**What the exercise asks**:
Write out the records again from the line containing "where the scaly" down to the line containing "(38, 174), (73, 271)", requests included, and shift each bounding-box coordinate in the answers by adding 107 to it. Leave the pictures out of your answer.

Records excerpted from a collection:
+++
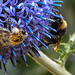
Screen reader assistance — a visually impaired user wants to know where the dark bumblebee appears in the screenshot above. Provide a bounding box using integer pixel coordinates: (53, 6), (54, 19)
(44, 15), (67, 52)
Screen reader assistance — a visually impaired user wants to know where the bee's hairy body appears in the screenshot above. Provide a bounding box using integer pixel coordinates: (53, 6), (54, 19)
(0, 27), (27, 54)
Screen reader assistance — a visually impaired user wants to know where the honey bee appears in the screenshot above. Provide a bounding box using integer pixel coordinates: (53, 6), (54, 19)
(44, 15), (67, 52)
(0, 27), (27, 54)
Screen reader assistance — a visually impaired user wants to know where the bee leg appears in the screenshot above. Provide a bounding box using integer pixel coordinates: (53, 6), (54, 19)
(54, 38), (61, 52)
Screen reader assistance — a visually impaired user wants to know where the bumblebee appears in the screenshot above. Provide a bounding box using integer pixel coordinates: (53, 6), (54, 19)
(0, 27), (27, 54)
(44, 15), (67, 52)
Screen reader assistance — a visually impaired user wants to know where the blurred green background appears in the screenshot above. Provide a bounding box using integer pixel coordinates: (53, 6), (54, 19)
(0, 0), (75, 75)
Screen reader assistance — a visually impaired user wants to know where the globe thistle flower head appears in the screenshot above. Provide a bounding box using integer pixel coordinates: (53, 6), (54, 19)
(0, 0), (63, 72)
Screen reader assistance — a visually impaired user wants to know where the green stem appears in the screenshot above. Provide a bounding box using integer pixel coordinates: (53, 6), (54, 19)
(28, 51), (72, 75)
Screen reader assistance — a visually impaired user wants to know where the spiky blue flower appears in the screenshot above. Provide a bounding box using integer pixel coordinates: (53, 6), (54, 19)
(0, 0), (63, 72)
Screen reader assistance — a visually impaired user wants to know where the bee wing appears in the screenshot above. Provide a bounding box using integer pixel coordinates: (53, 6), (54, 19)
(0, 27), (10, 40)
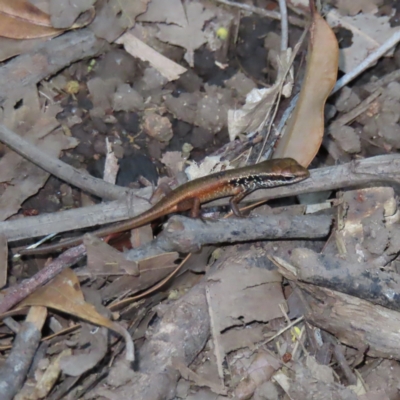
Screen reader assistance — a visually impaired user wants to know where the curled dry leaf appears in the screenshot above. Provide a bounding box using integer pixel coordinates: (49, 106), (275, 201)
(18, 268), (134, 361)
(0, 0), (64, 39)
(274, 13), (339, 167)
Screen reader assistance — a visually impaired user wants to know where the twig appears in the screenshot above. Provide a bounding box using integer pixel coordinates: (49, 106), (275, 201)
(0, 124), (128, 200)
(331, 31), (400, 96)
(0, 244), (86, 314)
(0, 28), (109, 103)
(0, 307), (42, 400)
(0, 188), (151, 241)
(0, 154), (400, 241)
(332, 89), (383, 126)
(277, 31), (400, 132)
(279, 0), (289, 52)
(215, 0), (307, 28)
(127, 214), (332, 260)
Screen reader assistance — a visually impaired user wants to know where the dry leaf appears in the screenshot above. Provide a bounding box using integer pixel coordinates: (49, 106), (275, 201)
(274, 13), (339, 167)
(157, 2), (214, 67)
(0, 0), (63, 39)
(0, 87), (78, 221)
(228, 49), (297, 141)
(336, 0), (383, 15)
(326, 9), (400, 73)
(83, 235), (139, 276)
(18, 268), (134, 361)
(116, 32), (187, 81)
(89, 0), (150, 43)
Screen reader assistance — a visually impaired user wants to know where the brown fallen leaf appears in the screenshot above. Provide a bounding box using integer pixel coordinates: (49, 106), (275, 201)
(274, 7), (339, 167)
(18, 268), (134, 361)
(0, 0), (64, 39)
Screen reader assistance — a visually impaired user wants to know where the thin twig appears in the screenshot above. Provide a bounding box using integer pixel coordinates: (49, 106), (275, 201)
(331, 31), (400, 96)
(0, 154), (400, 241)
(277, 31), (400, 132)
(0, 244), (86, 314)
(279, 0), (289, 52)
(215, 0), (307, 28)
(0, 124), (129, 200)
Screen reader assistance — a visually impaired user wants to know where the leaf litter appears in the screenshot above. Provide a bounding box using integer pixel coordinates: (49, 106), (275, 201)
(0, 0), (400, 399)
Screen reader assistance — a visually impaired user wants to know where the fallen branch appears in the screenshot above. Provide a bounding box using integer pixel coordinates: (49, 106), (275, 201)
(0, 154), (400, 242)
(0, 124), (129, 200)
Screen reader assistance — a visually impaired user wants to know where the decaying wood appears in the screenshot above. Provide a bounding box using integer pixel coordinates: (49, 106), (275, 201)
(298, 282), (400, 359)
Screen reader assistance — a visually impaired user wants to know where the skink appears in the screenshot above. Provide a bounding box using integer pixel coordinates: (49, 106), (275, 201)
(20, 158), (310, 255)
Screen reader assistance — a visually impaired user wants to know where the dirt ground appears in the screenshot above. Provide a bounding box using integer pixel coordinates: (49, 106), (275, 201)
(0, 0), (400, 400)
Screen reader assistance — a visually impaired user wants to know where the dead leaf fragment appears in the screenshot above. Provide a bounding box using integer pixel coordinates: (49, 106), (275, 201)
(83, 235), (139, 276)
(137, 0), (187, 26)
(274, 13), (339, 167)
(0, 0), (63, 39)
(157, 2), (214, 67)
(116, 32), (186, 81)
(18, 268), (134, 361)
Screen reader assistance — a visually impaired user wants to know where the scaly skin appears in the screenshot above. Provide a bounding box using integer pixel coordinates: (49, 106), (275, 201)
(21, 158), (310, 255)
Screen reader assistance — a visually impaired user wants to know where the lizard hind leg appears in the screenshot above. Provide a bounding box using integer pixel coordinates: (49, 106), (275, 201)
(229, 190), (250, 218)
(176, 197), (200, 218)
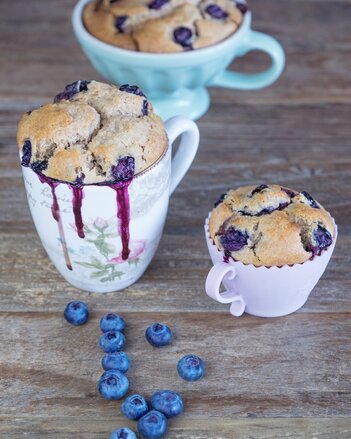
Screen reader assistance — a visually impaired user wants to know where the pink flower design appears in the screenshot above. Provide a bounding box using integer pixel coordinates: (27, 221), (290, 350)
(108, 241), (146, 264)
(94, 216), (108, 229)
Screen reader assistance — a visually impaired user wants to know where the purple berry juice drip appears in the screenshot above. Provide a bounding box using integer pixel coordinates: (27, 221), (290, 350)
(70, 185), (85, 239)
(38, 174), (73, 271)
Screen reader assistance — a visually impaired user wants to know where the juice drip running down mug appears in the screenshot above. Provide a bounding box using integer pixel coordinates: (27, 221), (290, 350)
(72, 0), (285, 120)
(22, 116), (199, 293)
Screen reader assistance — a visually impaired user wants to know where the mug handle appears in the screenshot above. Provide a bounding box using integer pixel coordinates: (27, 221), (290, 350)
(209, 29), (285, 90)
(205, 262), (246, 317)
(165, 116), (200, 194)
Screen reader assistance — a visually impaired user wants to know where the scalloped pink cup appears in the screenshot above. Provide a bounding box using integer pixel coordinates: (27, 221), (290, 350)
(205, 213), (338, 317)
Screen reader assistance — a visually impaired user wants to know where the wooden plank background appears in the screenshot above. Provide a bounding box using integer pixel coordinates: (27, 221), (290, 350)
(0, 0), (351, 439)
+++
**Answer to this task**:
Screen reader assistance — a visually impaired user wants to know where the scaly skin appears in the screenshot above. Provide a bounding box using integer pixel coordinates: (49, 106), (275, 201)
(128, 265), (417, 362)
Screen reader assistance — a visually impaired user wants to know where the lizard hind leg appears in the screenshot above. Provide a bounding box using integer pixel coordinates: (49, 106), (275, 201)
(336, 297), (357, 325)
(283, 304), (307, 325)
Screen reader assistance — a visually impaired user wants to know where the pink flower design appears in the screenshot above. Provide a bounding box using integer pixel coordinates: (27, 221), (290, 350)
(215, 348), (253, 371)
(201, 323), (215, 336)
Screen reader assistance — a visually impaired user wants to know where the purple berry juice drip appears in the screenshot above. Provide a bounding box using integer pixel coordinates: (27, 221), (290, 350)
(177, 292), (192, 346)
(145, 281), (180, 378)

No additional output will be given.